Aim of the task
Reproduce the following passage about Takis and his 1969 protest at the Museum of Modern Art in full, word for word.

IN JANUARY 1969, the Greek artist known as Takis walked into a gallery in New York’s Museum of Modern Art, picked up his electromagnetic “Télésculpture” (1960-62) and carried it outside. The exhibition he was part of, “The Machine as Seen at the End of the Mechanical Age,” broke some new ground — it included a work on video, a first for the institution — but was mostly uncontroversial, with familiar work by Marcel Duchamp, Robert Rauschenberg and Leonardo da Vinci, whose sketches for his proposed “ornithopter” flying machine were on display. Takis insisted that his own contribution, a simple construction of suspended forms animated by an electromagnet, which MoMA had acquired for its collection seven years earlier, no longer reflected his practice; by that point, his art had become more baroque and technologically advanced (often involving hydrodynamics). But his main objection was that “Télé-sculpture” was being exhibited without his permission — a standard practice, then and now. Takis headed out the door, where the artist’s associates formed a circle around the sculpture, holding it hostage until the museum agreed to remove it from view.

Data excerpt

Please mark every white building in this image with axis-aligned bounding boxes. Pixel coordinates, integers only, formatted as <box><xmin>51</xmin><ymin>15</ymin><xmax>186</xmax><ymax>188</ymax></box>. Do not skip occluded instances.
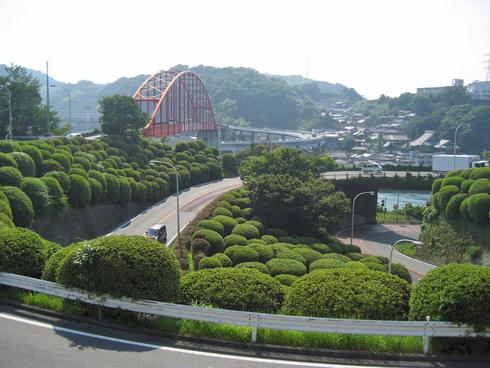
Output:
<box><xmin>468</xmin><ymin>81</ymin><xmax>490</xmax><ymax>100</ymax></box>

Task solution
IN JANUARY 1969, the Greek artist known as Takis walked into a gallery in New York’s Museum of Modern Art, picked up his electromagnetic “Télésculpture” (1960-62) and carried it outside. The exhibition he was part of, “The Machine as Seen at the End of the Mechanical Age,” broke some new ground — it included a work on video, a first for the institution — but was mostly uncontroversial, with familiar work by Marcel Duchamp, Robert Rauschenberg and Leonardo da Vinci, whose sketches for his proposed “ornithopter” flying machine were on display. Takis insisted that his own contribution, a simple construction of suspended forms animated by an electromagnet, which MoMA had acquired for its collection seven years earlier, no longer reflected his practice; by that point, his art had become more baroque and technologically advanced (often involving hydrodynamics). But his main objection was that “Télé-sculpture” was being exhibited without his permission — a standard practice, then and now. Takis headed out the door, where the artist’s associates formed a circle around the sculpture, holding it hostage until the museum agreed to remove it from view.